## REQUIREMENTS
Print the lines of the items below unchanged, from the line that contains "Target: dark water surface" through the line that contains "M179 56L169 63L216 191L256 191L256 123Z", including both of those lines and nothing else.
[START OF TASK INPUT]
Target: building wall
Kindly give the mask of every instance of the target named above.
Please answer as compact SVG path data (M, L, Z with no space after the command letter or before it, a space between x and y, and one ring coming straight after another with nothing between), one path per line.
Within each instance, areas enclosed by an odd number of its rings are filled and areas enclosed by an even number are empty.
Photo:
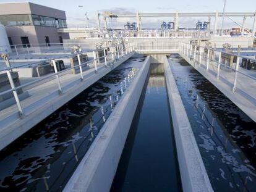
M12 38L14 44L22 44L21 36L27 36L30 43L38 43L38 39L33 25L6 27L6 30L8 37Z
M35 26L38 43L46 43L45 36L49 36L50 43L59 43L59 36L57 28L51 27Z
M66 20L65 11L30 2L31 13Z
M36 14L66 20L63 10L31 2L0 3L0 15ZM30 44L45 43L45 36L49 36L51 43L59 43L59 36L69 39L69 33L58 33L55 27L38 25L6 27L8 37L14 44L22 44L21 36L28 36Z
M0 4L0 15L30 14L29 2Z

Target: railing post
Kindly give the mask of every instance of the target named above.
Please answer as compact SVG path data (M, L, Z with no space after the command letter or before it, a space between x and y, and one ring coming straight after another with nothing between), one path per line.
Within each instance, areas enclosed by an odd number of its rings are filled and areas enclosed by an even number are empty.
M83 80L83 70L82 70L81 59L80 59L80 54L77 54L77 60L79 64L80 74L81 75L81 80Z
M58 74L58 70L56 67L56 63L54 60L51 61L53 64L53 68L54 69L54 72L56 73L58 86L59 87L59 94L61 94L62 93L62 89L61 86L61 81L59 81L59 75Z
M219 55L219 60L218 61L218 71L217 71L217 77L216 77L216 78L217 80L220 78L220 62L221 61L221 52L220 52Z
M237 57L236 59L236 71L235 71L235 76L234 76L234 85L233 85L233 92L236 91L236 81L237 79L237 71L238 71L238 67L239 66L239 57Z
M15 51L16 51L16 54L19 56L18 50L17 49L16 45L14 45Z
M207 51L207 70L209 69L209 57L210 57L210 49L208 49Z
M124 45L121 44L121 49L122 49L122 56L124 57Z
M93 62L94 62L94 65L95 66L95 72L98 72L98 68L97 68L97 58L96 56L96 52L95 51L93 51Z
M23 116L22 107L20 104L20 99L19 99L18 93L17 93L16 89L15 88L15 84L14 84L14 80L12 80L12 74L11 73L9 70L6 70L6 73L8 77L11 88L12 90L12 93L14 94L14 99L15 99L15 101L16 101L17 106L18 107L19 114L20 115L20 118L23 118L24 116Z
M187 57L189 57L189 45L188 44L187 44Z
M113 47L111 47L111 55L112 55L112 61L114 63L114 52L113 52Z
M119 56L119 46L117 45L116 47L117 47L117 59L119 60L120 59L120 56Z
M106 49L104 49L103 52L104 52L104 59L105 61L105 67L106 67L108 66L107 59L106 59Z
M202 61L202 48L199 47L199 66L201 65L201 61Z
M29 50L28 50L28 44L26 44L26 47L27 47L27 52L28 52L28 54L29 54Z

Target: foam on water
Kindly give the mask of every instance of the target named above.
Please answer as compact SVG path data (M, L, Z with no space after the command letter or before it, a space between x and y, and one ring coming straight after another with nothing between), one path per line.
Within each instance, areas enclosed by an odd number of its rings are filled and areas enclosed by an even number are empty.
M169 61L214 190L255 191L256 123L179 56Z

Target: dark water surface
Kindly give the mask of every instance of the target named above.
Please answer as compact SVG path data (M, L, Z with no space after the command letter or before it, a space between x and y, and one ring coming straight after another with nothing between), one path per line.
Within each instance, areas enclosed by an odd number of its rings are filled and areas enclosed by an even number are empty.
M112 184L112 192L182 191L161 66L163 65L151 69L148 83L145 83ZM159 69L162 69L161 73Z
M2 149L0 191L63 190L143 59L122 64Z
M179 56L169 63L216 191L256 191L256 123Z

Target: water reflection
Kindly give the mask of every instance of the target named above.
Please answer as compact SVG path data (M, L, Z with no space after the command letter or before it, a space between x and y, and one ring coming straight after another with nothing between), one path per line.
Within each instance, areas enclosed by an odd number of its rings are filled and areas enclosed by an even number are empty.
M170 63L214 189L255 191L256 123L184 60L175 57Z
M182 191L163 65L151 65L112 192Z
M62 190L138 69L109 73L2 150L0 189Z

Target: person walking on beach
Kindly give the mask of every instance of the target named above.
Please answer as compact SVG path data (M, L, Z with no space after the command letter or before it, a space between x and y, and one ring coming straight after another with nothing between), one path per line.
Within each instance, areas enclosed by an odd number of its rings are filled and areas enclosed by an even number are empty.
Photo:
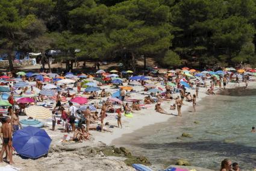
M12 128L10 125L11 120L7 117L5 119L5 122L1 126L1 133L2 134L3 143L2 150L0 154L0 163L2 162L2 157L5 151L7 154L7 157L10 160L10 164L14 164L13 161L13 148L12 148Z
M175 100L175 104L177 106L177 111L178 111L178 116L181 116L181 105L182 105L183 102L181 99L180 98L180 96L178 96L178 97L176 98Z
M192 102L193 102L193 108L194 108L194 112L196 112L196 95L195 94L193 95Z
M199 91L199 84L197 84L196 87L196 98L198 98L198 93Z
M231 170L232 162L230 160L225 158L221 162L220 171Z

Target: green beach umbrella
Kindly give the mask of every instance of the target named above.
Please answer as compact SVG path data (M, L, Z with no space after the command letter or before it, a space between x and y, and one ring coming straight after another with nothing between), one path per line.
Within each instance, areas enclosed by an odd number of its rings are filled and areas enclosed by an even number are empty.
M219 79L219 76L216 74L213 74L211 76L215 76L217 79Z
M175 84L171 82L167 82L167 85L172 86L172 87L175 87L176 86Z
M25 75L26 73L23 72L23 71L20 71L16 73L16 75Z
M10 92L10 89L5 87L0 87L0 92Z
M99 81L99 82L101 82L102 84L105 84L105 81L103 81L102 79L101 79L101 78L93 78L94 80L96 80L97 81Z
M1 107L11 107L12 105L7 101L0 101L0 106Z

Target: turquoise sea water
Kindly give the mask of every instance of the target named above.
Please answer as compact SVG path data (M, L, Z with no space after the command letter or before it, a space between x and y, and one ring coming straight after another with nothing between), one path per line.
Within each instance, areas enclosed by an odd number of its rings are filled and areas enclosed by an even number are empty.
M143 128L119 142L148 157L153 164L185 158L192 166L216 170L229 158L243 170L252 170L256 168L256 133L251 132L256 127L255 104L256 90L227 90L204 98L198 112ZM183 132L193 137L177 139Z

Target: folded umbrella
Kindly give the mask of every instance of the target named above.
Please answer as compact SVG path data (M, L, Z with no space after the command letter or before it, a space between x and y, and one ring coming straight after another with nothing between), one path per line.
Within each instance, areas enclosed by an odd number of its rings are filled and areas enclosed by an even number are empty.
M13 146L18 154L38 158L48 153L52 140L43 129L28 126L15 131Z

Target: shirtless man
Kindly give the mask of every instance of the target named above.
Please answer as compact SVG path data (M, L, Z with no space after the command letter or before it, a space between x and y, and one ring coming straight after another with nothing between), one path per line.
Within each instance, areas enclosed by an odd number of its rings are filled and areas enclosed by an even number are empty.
[END OF TASK INPUT]
[START OF TASK INPUT]
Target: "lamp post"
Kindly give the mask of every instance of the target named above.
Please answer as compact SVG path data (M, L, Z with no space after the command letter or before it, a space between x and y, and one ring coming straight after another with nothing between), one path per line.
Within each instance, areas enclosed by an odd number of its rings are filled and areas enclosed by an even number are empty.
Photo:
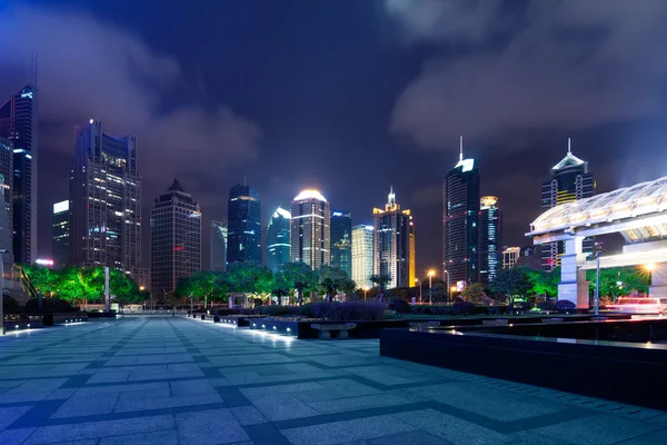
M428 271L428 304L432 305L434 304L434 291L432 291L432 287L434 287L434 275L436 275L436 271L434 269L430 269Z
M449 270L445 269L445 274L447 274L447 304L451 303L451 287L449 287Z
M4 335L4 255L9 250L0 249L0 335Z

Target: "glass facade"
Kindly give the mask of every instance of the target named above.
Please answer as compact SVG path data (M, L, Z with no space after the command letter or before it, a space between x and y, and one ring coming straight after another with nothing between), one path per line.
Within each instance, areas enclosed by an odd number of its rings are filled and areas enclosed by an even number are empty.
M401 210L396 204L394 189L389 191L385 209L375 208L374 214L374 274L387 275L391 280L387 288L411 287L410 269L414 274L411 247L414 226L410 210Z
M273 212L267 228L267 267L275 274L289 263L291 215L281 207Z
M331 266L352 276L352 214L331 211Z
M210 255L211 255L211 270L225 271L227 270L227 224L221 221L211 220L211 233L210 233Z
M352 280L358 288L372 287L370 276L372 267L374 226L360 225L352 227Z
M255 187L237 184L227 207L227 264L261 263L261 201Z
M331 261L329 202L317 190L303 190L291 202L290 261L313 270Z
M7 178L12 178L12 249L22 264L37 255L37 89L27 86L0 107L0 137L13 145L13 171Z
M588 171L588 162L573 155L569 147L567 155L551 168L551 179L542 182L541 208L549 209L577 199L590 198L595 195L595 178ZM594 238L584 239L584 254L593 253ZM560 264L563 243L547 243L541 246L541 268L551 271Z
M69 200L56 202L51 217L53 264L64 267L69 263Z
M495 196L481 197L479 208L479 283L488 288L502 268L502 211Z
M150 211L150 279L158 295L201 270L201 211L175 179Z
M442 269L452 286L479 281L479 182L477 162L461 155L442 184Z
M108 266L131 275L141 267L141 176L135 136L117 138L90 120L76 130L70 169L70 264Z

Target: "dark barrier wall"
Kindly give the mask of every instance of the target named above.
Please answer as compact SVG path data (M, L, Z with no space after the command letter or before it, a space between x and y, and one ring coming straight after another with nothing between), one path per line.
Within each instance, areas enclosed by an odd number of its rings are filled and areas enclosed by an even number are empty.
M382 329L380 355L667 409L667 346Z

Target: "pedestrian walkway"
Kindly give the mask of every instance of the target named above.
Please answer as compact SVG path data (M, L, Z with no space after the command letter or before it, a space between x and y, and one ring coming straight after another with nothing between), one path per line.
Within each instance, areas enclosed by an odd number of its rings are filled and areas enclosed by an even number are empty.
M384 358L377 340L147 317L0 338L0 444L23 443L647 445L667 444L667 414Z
[END OF TASK INPUT]
## RESULT
Target: dark water surface
Kindly give the mask of every instance of the target named above.
Please answer as compact SVG path data (M, L, Z with no space after the command letter or before it, a space between x and y, and one ring coming straight after another with nothing between), one path per line.
Within each instance, areas enclosed by an odd number of its rings are filled and areas enclosed by an even number are empty.
M112 184L112 192L182 191L161 66L163 65L151 69L148 83L145 83ZM159 69L162 69L161 73Z
M2 149L0 191L63 190L143 59L122 64Z
M179 56L169 63L216 191L256 191L256 123Z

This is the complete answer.